• _GOAL OF THE EXERCISE_
Retype each entry below exactly. Do not carry any image over.

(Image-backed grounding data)
####################

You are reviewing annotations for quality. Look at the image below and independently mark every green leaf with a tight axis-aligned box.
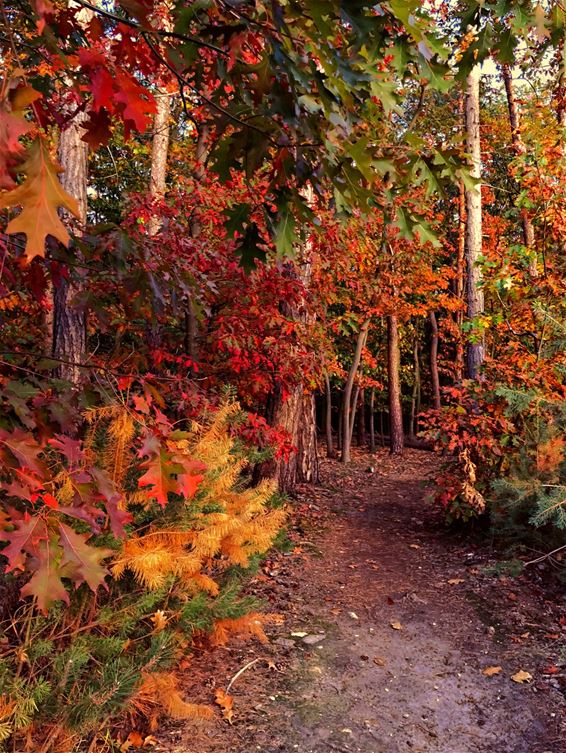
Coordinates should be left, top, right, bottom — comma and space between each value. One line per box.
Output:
273, 203, 297, 257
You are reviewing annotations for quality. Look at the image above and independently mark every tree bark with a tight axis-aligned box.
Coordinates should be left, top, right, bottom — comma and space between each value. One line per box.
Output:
341, 320, 369, 464
324, 371, 335, 458
455, 176, 466, 381
409, 340, 420, 440
52, 110, 89, 384
369, 387, 376, 453
349, 384, 360, 448
500, 64, 537, 277
387, 314, 404, 455
429, 311, 441, 410
464, 65, 485, 380
356, 388, 366, 446
147, 88, 171, 236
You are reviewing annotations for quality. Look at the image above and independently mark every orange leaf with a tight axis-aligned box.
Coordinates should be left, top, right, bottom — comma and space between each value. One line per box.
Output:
482, 666, 502, 677
0, 137, 79, 260
215, 688, 234, 723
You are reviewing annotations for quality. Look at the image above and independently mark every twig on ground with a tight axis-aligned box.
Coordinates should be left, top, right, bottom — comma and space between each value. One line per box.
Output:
226, 658, 261, 693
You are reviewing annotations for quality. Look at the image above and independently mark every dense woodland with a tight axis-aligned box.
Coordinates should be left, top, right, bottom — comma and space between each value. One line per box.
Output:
0, 0, 564, 750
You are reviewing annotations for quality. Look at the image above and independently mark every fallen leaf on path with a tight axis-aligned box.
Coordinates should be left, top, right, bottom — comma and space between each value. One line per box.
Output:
215, 688, 234, 723
291, 631, 308, 637
409, 544, 421, 549
120, 732, 144, 751
373, 656, 386, 666
482, 666, 502, 677
447, 578, 465, 585
511, 670, 532, 684
348, 612, 359, 620
542, 665, 559, 675
390, 621, 403, 631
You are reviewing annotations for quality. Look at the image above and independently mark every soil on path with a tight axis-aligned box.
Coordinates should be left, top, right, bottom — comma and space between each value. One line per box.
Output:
159, 449, 566, 753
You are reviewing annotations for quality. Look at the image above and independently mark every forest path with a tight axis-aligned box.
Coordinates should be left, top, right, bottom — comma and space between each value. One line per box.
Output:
163, 449, 565, 753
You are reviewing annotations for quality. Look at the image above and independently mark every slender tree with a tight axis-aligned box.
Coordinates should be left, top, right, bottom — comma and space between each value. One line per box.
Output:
387, 314, 404, 454
341, 320, 369, 463
429, 311, 441, 409
464, 64, 485, 379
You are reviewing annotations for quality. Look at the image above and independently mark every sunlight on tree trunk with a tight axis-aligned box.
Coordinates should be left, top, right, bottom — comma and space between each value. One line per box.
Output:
464, 64, 484, 380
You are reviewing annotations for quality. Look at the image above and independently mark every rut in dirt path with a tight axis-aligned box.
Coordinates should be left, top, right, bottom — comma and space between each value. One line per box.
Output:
159, 449, 565, 753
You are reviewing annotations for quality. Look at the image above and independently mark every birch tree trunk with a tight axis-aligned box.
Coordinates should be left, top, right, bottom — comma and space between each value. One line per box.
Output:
500, 64, 537, 277
464, 64, 485, 380
387, 314, 404, 455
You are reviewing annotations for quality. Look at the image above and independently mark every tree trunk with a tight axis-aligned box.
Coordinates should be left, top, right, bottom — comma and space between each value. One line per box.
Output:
324, 371, 335, 458
387, 314, 404, 455
274, 386, 319, 491
429, 311, 441, 409
409, 340, 420, 440
356, 388, 366, 446
148, 88, 171, 236
369, 387, 376, 453
464, 65, 485, 380
455, 176, 466, 381
341, 320, 370, 464
52, 111, 89, 384
500, 64, 537, 277
349, 384, 360, 448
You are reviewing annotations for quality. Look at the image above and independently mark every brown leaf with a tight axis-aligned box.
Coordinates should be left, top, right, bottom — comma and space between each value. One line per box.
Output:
373, 656, 386, 667
390, 621, 403, 631
447, 578, 465, 585
511, 670, 533, 684
482, 666, 502, 677
409, 543, 420, 549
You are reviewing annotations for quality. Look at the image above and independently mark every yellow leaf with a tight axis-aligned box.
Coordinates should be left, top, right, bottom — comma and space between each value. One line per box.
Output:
447, 578, 465, 585
482, 666, 502, 677
150, 609, 168, 632
0, 137, 79, 260
390, 621, 403, 630
511, 670, 532, 684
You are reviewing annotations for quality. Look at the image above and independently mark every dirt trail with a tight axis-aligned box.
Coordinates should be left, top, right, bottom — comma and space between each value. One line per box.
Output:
161, 449, 566, 753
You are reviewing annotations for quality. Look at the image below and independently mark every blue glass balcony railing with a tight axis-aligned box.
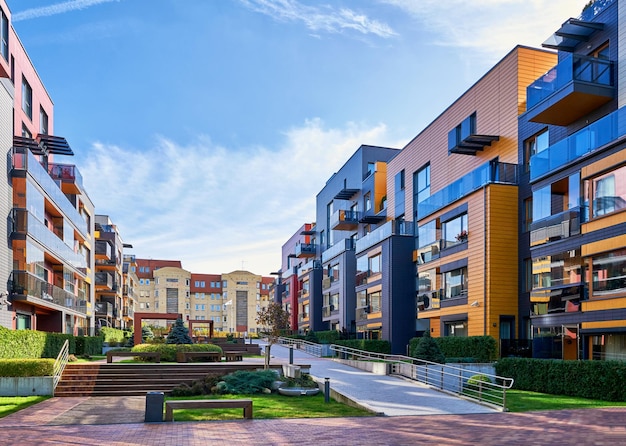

####################

• _ANSWER BOX_
You are reviewing annotations for quality. Look at the image below and independently mark every green leaf with a tight axis-aligned box.
Coordinates should be left, top, right, bottom — comma and space between each value. One line per box.
Output:
273, 203, 297, 257
You are reviewing annotations for quality. Look at the image above and independently mark every tree bark with a tight axis-aligned box.
Coordinates should be left, top, right, bottom — comma and space between each value. One line per box.
Output:
341, 320, 369, 464
324, 371, 335, 458
455, 176, 466, 381
409, 340, 420, 440
52, 110, 89, 384
369, 387, 376, 453
349, 384, 360, 448
500, 64, 537, 277
387, 314, 404, 455
429, 311, 441, 410
464, 65, 485, 380
356, 388, 366, 446
147, 88, 171, 236
You are reviewing annotations for quality. Look at the image above and independently mark every orange leaf with a tight axis-aligned box.
Coordinates should be left, top, right, bottom — comma and space between each value. One line per box.
Output:
482, 666, 502, 677
0, 137, 79, 260
215, 688, 234, 723
You are reviewing annotations for quality. Look at the image above and independently mark every twig on ground with a tight axis-aligned box.
Coordinates should be left, top, right, bottom — comma and space between each value. One line per box.
Output:
226, 658, 261, 693
You are reviewing annotations for quality. Look at the image above and independently mark every dense woodland with a tight axis-aligned box.
Coordinates should be left, top, right, bottom — comma and space between each value. One line per box.
Output:
0, 0, 564, 750
You are reviewing annotations for quality. Look at the image above and independently mark every fallen leaf on path with a tight axis-aligned box.
Coordinates should be left, top, right, bottom — comma and space between each value. One line per box.
Output:
215, 688, 234, 723
291, 631, 308, 637
409, 544, 421, 549
120, 732, 144, 751
373, 656, 386, 666
482, 666, 502, 677
447, 578, 465, 585
511, 670, 532, 684
348, 612, 359, 620
542, 665, 559, 675
390, 621, 403, 631
You are reviewing annotations for quality. Look at the image above and independently mark every soil on path with a tight axis-aligned box.
Coordinates should be left, top, right, bottom — comma and space between each value. One line per box.
Output:
159, 449, 566, 753
You are reviewing annotations for quality. Look at the image above and independently mark every forest path with a tight axis-aligned box.
Coordinates should be left, top, right, bottom — comma and space between each value. One line per box.
Output:
163, 449, 565, 753
You are reviewing annotations for quality. Look at the image above and independently mark every slender tree with a tight axis-aligned box.
Coordinates should be left, top, right, bottom — comma and space between each value. One line per box.
Output:
387, 314, 404, 454
341, 320, 369, 463
429, 311, 441, 409
464, 64, 485, 379
You are reviewing annotations for quality. Look at the image above and independently mark every sunlight on tree trunk with a tight axis-aligned box.
Coordinates should be left, top, right, bottom — comma and space between each value. One line per box.
Output:
464, 64, 484, 380
You are reviewing annotations for quality. Look at the image above and independently mark every rut in dirt path with a tight axis-aligned box.
Coordinates should be left, top, right, bottom — comma and space between each value. One line per box.
Output:
159, 449, 565, 753
You are reviewing annotations for quality. Look at the image above and independently mark every birch tree trunk with a tight axis-aligned box.
Coordinates should be left, top, right, bottom — comma and space between each value. One line per box.
Output:
500, 64, 537, 277
464, 64, 485, 380
387, 314, 404, 455
You are reviewing annotations for quality. Look at the image above and independently mark every tree trunk with a tight axis-aligned box.
Coordinates should be left, top, right, bottom — comma and space between each value. One line per box.
Output:
324, 371, 335, 458
387, 314, 404, 455
274, 386, 319, 491
429, 311, 441, 409
409, 340, 420, 440
356, 388, 366, 446
148, 88, 171, 236
369, 387, 376, 453
464, 65, 485, 380
455, 176, 466, 381
341, 320, 370, 464
52, 111, 89, 384
500, 64, 537, 277
349, 384, 360, 448
You are reviewing annotations for quality. Look at the image above and independently mark every brown leaf with a tight axis-aligned box.
Coordinates should be left, top, right, bottom — comma and space between each value. One line per box.
Output:
373, 656, 386, 667
390, 621, 403, 631
447, 578, 465, 585
511, 670, 533, 684
482, 666, 502, 677
409, 543, 420, 549
You are reviewing annotations for quality. Look at the image above and independently mark every yellow leaf with a tight axis-aligned box.
Coordinates should be left, top, right, bottom — comma and space between each value. One line per box.
Output:
447, 578, 465, 585
482, 666, 502, 677
150, 609, 168, 632
0, 137, 79, 260
390, 621, 403, 630
511, 670, 532, 684
You are reviewing annotations for quality. Look at the image above and independently mark every dirt trail with a tight axis-aligned box.
Coordinates should be left, top, right, bottom — comma and space between each value. One line per box.
Output:
161, 449, 566, 753
You are reviewing annotations for quality. Look at the image below and independently mark every blue glass balcony railing with a tight axis-aligned box.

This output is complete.